** begin **

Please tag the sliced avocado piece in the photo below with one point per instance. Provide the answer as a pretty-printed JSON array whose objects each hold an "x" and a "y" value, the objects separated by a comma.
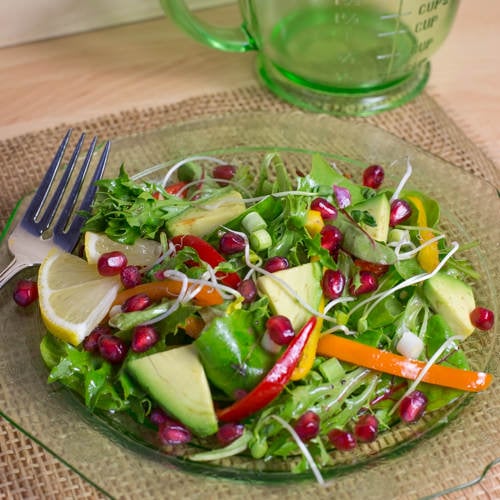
[
  {"x": 177, "y": 381},
  {"x": 304, "y": 280},
  {"x": 362, "y": 246},
  {"x": 453, "y": 300},
  {"x": 208, "y": 215},
  {"x": 380, "y": 209}
]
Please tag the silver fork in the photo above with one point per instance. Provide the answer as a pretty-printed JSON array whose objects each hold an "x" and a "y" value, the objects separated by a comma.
[{"x": 27, "y": 242}]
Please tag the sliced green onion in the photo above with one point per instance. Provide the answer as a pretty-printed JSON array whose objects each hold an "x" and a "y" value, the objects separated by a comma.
[
  {"x": 260, "y": 240},
  {"x": 253, "y": 222}
]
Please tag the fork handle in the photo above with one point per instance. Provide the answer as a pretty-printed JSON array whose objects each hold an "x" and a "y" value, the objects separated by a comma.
[{"x": 11, "y": 270}]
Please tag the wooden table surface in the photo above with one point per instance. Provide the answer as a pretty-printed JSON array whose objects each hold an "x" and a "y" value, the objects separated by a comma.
[{"x": 152, "y": 63}]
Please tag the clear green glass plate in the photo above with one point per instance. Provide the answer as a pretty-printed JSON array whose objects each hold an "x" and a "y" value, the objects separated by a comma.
[{"x": 123, "y": 459}]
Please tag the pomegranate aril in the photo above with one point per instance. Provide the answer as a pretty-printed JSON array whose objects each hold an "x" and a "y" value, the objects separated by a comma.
[
  {"x": 413, "y": 406},
  {"x": 333, "y": 283},
  {"x": 171, "y": 432},
  {"x": 143, "y": 338},
  {"x": 248, "y": 290},
  {"x": 91, "y": 341},
  {"x": 342, "y": 440},
  {"x": 367, "y": 283},
  {"x": 482, "y": 318},
  {"x": 224, "y": 173},
  {"x": 227, "y": 433},
  {"x": 112, "y": 349},
  {"x": 366, "y": 428},
  {"x": 137, "y": 302},
  {"x": 232, "y": 243},
  {"x": 373, "y": 176},
  {"x": 400, "y": 211},
  {"x": 277, "y": 263},
  {"x": 130, "y": 276},
  {"x": 331, "y": 238},
  {"x": 307, "y": 426},
  {"x": 25, "y": 292},
  {"x": 111, "y": 263},
  {"x": 280, "y": 329},
  {"x": 325, "y": 208}
]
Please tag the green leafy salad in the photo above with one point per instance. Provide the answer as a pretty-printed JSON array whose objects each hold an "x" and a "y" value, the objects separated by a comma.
[{"x": 280, "y": 316}]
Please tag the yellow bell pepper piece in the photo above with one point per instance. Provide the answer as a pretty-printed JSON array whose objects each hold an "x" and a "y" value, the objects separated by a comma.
[
  {"x": 309, "y": 354},
  {"x": 427, "y": 257},
  {"x": 314, "y": 222}
]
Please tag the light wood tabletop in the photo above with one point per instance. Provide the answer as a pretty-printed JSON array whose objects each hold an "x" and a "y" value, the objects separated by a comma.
[{"x": 151, "y": 63}]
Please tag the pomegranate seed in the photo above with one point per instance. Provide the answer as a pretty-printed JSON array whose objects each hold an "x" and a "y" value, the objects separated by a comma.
[
  {"x": 342, "y": 440},
  {"x": 91, "y": 341},
  {"x": 400, "y": 211},
  {"x": 25, "y": 293},
  {"x": 227, "y": 433},
  {"x": 171, "y": 432},
  {"x": 367, "y": 283},
  {"x": 307, "y": 426},
  {"x": 137, "y": 302},
  {"x": 111, "y": 263},
  {"x": 331, "y": 238},
  {"x": 248, "y": 290},
  {"x": 276, "y": 264},
  {"x": 280, "y": 329},
  {"x": 366, "y": 428},
  {"x": 158, "y": 416},
  {"x": 482, "y": 318},
  {"x": 413, "y": 406},
  {"x": 325, "y": 208},
  {"x": 224, "y": 173},
  {"x": 373, "y": 176},
  {"x": 232, "y": 243},
  {"x": 130, "y": 276},
  {"x": 112, "y": 349},
  {"x": 333, "y": 283},
  {"x": 144, "y": 337}
]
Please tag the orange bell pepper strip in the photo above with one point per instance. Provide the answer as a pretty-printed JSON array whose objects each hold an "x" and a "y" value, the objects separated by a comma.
[
  {"x": 387, "y": 362},
  {"x": 428, "y": 256},
  {"x": 309, "y": 354},
  {"x": 157, "y": 290}
]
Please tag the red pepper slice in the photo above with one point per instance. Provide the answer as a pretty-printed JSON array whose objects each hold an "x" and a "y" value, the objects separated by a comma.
[
  {"x": 273, "y": 383},
  {"x": 207, "y": 253}
]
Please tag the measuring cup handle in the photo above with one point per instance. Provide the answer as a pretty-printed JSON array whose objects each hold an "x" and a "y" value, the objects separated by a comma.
[{"x": 228, "y": 39}]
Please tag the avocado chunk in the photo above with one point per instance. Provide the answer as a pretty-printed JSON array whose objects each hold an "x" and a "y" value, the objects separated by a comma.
[
  {"x": 177, "y": 381},
  {"x": 206, "y": 216},
  {"x": 380, "y": 209},
  {"x": 304, "y": 280},
  {"x": 453, "y": 300}
]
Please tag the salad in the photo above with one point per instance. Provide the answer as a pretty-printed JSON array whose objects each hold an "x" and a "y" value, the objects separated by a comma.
[{"x": 271, "y": 316}]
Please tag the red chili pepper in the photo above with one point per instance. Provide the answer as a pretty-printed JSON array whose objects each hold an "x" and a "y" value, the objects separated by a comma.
[
  {"x": 175, "y": 188},
  {"x": 377, "y": 269},
  {"x": 273, "y": 383},
  {"x": 207, "y": 253}
]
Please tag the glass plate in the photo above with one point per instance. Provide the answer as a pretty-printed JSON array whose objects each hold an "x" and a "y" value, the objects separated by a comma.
[{"x": 122, "y": 459}]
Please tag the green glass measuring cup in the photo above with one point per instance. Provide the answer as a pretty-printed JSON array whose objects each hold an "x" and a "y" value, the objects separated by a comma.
[{"x": 344, "y": 57}]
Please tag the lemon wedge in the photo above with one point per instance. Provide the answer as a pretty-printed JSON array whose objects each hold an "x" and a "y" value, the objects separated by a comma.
[
  {"x": 74, "y": 298},
  {"x": 143, "y": 252}
]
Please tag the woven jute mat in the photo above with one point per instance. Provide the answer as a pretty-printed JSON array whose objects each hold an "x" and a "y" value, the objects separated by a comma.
[{"x": 27, "y": 470}]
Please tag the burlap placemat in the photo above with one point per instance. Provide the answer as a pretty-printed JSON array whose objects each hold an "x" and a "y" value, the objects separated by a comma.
[{"x": 26, "y": 469}]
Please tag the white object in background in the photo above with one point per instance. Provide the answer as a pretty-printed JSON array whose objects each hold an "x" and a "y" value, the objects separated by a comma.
[{"x": 23, "y": 21}]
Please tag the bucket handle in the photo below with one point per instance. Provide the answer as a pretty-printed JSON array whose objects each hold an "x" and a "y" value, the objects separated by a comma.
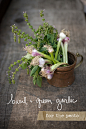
[{"x": 78, "y": 55}]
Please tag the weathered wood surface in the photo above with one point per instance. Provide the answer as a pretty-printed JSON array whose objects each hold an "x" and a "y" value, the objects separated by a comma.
[{"x": 63, "y": 14}]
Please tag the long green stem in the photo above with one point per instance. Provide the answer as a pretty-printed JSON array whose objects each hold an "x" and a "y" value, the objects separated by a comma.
[
  {"x": 52, "y": 57},
  {"x": 65, "y": 52},
  {"x": 58, "y": 46}
]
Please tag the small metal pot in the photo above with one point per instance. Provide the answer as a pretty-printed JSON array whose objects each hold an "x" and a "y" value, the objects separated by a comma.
[{"x": 64, "y": 76}]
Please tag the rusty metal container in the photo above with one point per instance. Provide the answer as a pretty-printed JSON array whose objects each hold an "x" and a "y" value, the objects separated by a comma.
[{"x": 64, "y": 76}]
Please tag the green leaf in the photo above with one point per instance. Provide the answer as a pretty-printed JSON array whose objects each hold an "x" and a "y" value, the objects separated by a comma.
[
  {"x": 39, "y": 81},
  {"x": 34, "y": 80},
  {"x": 34, "y": 70},
  {"x": 23, "y": 65},
  {"x": 27, "y": 71},
  {"x": 28, "y": 56},
  {"x": 50, "y": 37}
]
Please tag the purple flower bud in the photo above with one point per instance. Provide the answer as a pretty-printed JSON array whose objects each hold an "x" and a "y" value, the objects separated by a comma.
[
  {"x": 41, "y": 62},
  {"x": 35, "y": 53},
  {"x": 67, "y": 39}
]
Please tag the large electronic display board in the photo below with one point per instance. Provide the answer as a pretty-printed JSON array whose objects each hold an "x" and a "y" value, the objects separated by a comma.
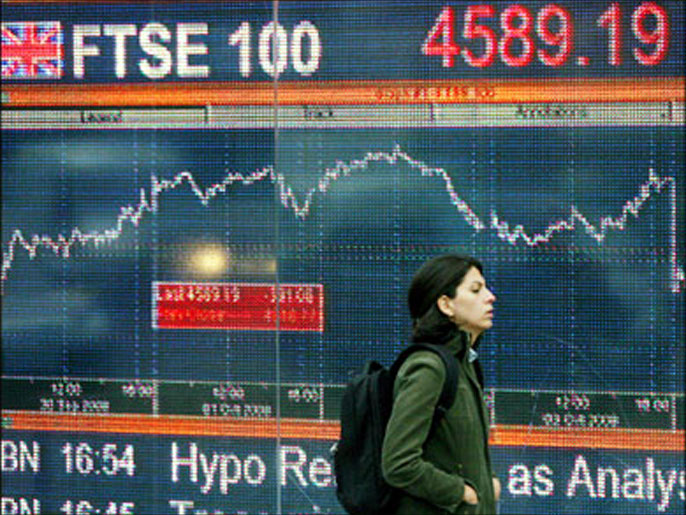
[{"x": 211, "y": 212}]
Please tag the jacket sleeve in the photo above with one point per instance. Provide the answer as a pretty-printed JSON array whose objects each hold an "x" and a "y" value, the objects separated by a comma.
[{"x": 417, "y": 388}]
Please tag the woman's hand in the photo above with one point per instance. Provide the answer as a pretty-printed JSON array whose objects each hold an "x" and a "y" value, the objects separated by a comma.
[
  {"x": 470, "y": 496},
  {"x": 497, "y": 488}
]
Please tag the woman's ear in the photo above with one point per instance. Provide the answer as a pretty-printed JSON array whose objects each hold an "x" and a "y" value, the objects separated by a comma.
[{"x": 444, "y": 305}]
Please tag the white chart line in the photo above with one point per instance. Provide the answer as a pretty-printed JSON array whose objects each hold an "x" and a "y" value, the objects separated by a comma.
[{"x": 149, "y": 203}]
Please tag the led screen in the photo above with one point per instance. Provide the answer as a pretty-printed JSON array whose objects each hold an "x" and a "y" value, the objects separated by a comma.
[{"x": 212, "y": 212}]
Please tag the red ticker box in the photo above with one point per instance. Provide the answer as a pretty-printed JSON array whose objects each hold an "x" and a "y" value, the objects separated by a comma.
[{"x": 238, "y": 306}]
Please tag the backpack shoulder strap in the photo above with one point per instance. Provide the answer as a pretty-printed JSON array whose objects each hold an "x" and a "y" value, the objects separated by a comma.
[{"x": 451, "y": 372}]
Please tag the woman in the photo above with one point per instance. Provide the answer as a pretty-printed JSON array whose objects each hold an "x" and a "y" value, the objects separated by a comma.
[{"x": 446, "y": 468}]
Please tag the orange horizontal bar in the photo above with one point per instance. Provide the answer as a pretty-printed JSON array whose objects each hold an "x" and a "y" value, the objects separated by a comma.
[
  {"x": 172, "y": 425},
  {"x": 501, "y": 435},
  {"x": 346, "y": 92}
]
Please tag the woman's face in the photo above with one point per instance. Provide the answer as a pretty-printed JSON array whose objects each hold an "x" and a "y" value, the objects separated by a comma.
[{"x": 471, "y": 309}]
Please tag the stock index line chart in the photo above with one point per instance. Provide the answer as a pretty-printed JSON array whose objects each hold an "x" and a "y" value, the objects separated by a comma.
[
  {"x": 149, "y": 200},
  {"x": 212, "y": 211},
  {"x": 183, "y": 245}
]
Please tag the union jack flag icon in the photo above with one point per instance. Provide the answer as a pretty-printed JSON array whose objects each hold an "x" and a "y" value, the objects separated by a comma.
[{"x": 32, "y": 50}]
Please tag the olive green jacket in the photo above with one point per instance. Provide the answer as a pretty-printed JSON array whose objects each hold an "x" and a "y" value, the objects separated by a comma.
[{"x": 432, "y": 465}]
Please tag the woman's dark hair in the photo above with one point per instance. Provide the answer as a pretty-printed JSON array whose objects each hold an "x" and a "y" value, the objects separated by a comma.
[{"x": 438, "y": 276}]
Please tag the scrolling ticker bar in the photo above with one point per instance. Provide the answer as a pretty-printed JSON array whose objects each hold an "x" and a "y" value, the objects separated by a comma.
[{"x": 622, "y": 420}]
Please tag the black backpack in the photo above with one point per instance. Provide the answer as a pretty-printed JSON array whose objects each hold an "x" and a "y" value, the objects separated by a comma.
[{"x": 365, "y": 410}]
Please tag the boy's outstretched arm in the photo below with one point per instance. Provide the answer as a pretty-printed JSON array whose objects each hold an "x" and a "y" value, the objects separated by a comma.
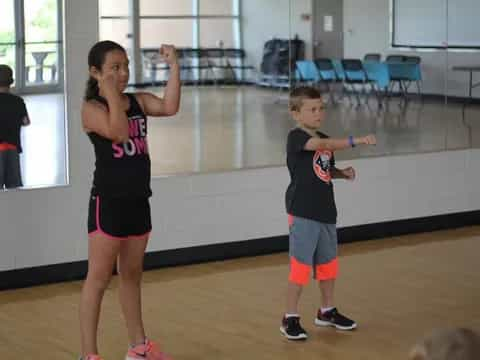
[{"x": 347, "y": 173}]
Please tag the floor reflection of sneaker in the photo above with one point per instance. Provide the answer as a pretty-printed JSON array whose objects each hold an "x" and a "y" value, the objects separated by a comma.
[
  {"x": 292, "y": 329},
  {"x": 147, "y": 351},
  {"x": 334, "y": 318}
]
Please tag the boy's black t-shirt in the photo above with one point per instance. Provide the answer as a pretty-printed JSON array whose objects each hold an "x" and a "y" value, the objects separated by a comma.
[
  {"x": 310, "y": 193},
  {"x": 12, "y": 113}
]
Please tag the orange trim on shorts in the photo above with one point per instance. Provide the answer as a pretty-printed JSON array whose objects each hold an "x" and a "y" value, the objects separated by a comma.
[
  {"x": 328, "y": 271},
  {"x": 7, "y": 146},
  {"x": 299, "y": 272}
]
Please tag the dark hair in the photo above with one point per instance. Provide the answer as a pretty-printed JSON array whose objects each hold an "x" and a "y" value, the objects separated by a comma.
[
  {"x": 96, "y": 58},
  {"x": 6, "y": 75},
  {"x": 301, "y": 93}
]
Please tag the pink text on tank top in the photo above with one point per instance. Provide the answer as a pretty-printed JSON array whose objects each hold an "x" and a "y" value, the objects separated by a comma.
[{"x": 137, "y": 143}]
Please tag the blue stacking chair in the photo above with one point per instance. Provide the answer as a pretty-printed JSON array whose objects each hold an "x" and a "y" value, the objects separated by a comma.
[{"x": 307, "y": 72}]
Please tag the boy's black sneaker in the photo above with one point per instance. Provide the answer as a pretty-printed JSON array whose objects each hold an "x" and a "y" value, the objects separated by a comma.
[
  {"x": 292, "y": 329},
  {"x": 334, "y": 318}
]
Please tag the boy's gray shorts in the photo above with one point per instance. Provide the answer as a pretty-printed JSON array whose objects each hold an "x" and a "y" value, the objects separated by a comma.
[{"x": 312, "y": 242}]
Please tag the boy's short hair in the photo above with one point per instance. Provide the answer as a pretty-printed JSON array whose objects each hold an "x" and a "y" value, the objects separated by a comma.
[
  {"x": 6, "y": 75},
  {"x": 448, "y": 344},
  {"x": 301, "y": 93}
]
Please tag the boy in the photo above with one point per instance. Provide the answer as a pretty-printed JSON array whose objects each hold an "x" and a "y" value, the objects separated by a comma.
[
  {"x": 13, "y": 115},
  {"x": 312, "y": 212}
]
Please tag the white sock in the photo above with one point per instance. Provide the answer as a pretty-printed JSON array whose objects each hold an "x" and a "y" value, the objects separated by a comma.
[{"x": 324, "y": 310}]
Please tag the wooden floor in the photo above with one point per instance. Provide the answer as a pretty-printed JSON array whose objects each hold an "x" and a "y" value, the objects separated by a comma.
[{"x": 397, "y": 289}]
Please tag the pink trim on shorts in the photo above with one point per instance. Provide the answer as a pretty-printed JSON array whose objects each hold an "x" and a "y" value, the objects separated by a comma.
[{"x": 103, "y": 233}]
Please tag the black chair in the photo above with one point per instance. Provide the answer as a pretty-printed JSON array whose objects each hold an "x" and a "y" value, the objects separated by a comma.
[
  {"x": 372, "y": 57},
  {"x": 215, "y": 61},
  {"x": 152, "y": 63},
  {"x": 404, "y": 80}
]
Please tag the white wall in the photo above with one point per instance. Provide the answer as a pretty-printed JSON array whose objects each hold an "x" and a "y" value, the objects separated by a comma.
[
  {"x": 263, "y": 20},
  {"x": 367, "y": 29},
  {"x": 48, "y": 226}
]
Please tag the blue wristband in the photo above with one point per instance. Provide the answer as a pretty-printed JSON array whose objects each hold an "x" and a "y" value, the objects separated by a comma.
[{"x": 350, "y": 141}]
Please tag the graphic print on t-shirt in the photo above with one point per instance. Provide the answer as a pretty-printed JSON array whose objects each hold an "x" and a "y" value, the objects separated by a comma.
[
  {"x": 137, "y": 143},
  {"x": 321, "y": 164}
]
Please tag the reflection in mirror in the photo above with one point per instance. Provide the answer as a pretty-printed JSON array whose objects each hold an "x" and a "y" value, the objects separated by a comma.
[
  {"x": 239, "y": 60},
  {"x": 32, "y": 121},
  {"x": 234, "y": 72}
]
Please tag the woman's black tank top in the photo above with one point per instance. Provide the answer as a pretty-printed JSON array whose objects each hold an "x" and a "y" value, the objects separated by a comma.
[{"x": 123, "y": 169}]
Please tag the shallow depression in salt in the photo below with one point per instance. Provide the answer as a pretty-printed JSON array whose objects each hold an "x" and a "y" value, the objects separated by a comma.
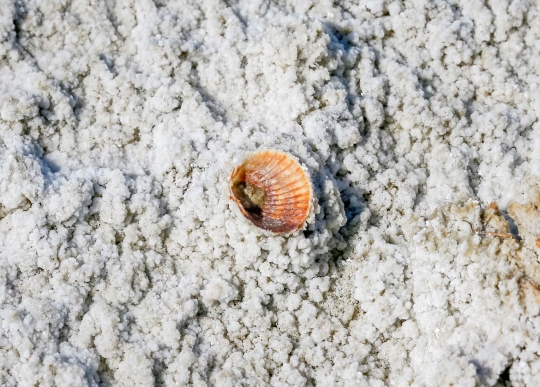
[{"x": 123, "y": 261}]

** end **

**REQUIREMENT**.
Quote exactly the lines from the one that contains "Please tag the pink trim" through the end of the listing above, both ends included, leaving out the pictures.

**COMPLETE ANSWER**.
Please tag the pink trim on shorts in the photo above with one point per instance. Provide the answer as a pretty-printed JSON array whose objects each hold an "x" and a "y" value, the objects separated by a comma.
[{"x": 103, "y": 233}]
Please tag the black chair in the photo above with one point per instance. Provide the answer as a pretty-printed JSON array whose objects each hold an "x" and a "y" value, the objects separated by a comma.
[
  {"x": 372, "y": 57},
  {"x": 215, "y": 61},
  {"x": 152, "y": 63},
  {"x": 404, "y": 80}
]
Please tag the white wall in the photo above with one point per instance. Provide the answer as a pretty-printed JSON array whose objects each hold an "x" and a "y" value, the objects separated by a comma.
[
  {"x": 263, "y": 20},
  {"x": 367, "y": 29},
  {"x": 48, "y": 226}
]
Please tag the blue wristband in the photo above with one point per instance. Provide the answer as a pretty-printed JSON array whose objects each hold an "x" and a "y" value, the objects separated by a comma.
[{"x": 350, "y": 141}]
Please tag the graphic print on t-shirt in the photo above with one point per instance. Provide the answer as a pretty-printed JSON array whose objects each hold an "x" and a "y" value, the objects separated by a comma.
[
  {"x": 137, "y": 143},
  {"x": 321, "y": 164}
]
Please tag the reflection in mirror in the photo above with one point per instance. Provide the answer as a pretty-printed JSON array whose objects each hold an "x" and a "y" value, the objects separated by a comma.
[
  {"x": 239, "y": 60},
  {"x": 32, "y": 121},
  {"x": 234, "y": 72}
]
Please tag the woman's black tank top in the photo above with one point per instance. Provide the answer as a pretty-printed JSON array whose objects each hold an "x" and a "y" value, the objects separated by a comma.
[{"x": 123, "y": 169}]
Please tag the shallow depression in salt in the photo below with one point per instance. Provide the answer as a pretty-printed JSON array whose objects each hold an "x" and a "y" value, the objects separated by a comma.
[{"x": 123, "y": 261}]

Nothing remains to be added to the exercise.